# PROBLEM REQUIREMENTS
Transcribe the following lines verbatim, omitting the pictures from your response.

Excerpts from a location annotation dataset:

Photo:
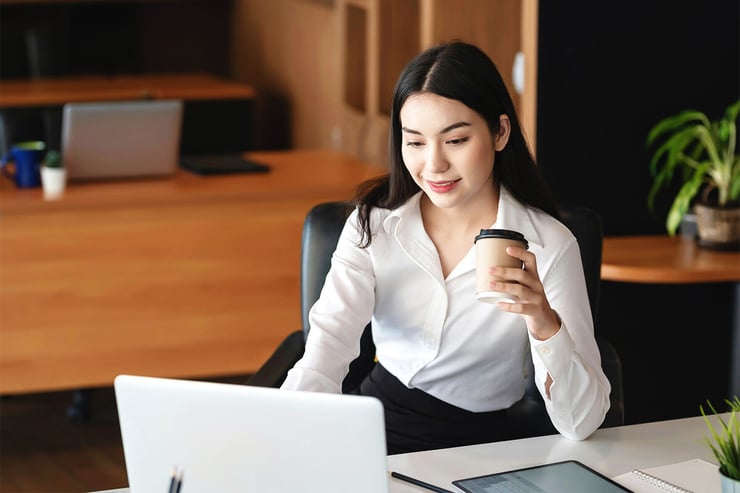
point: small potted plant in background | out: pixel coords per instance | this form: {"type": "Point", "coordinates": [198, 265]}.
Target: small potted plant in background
{"type": "Point", "coordinates": [725, 444]}
{"type": "Point", "coordinates": [53, 175]}
{"type": "Point", "coordinates": [703, 156]}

# TASK ANSWER
Photo:
point: small potted plant in background | out: pixel coords per instance | this form: {"type": "Point", "coordinates": [198, 265]}.
Target: small potted plant in background
{"type": "Point", "coordinates": [725, 444]}
{"type": "Point", "coordinates": [53, 175]}
{"type": "Point", "coordinates": [703, 156]}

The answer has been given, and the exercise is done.